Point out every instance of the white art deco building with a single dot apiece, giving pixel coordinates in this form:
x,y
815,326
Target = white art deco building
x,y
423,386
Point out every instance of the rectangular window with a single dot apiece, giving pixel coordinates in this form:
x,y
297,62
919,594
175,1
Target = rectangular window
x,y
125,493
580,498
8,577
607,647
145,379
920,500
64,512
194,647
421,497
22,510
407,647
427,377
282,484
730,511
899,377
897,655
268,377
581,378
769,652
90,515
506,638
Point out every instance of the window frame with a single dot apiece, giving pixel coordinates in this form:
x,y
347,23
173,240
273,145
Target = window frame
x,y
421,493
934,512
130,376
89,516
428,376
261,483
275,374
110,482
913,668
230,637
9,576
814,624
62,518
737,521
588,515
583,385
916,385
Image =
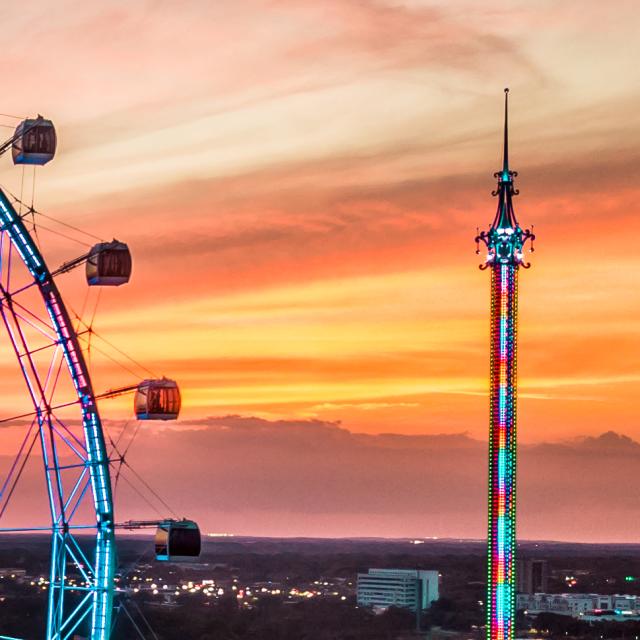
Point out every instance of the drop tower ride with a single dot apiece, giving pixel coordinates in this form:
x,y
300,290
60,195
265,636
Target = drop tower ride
x,y
504,243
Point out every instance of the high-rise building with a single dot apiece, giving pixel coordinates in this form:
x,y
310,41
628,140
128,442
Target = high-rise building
x,y
533,576
405,588
504,242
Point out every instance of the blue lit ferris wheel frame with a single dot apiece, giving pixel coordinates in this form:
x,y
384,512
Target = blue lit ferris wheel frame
x,y
90,479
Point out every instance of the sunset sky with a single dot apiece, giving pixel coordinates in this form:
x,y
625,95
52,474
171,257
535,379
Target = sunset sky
x,y
300,184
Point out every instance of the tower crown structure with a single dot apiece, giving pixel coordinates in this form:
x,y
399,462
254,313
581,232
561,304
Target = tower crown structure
x,y
505,239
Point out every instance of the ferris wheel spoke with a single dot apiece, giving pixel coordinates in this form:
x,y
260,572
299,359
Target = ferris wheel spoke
x,y
69,440
79,496
87,604
79,559
38,326
3,505
16,460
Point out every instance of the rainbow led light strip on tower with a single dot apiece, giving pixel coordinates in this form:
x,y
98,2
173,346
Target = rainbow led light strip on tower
x,y
504,243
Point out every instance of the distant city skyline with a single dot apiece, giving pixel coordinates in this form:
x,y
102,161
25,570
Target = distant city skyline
x,y
300,184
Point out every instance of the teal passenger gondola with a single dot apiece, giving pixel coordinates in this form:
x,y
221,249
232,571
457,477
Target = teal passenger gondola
x,y
177,540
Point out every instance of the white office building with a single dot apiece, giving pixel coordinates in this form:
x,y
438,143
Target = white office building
x,y
405,588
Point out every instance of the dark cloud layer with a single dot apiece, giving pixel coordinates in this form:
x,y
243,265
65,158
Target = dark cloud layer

» Exercise details
All lines above with the word "cloud" need to be reported.

» Your response
Point out every instance of the dark cloud layer with a single dot apiece, giving pixel coordinates in this form:
Target = dark cloud layer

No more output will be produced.